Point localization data

____________________

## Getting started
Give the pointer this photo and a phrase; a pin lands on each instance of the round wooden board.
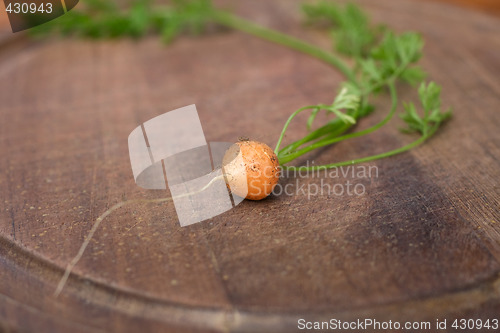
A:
(422, 243)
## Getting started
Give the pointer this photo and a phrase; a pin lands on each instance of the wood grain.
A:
(422, 243)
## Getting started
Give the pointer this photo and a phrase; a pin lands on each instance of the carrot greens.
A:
(372, 58)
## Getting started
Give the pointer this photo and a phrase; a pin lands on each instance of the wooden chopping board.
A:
(422, 243)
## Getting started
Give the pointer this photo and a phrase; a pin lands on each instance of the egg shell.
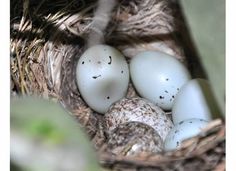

____________________

→ **WHAT THE TASK ASKS**
What's needed is an exact copy of every entry, minus the pictures.

→ **RESPONSE AREA**
## Getting started
Give the pointer this photo and a phrase; a pin lands on each instance of the round wooden board.
A:
(422, 243)
## Getting started
Give the pointer this photo and a phrase; a pin lands on each instance of the wood grain.
A:
(422, 243)
## Getting started
Give the pointer this photo and a phrase; a pin lands on each instance of the carrot greens.
A:
(372, 58)
## Getting started
Give the pointer this photo and a phrase; a pin lands on each instance of the wooden chopping board.
A:
(422, 243)
## Getting started
Give the pointer this photo and a phrase; a pin lands on each instance of the egg shell.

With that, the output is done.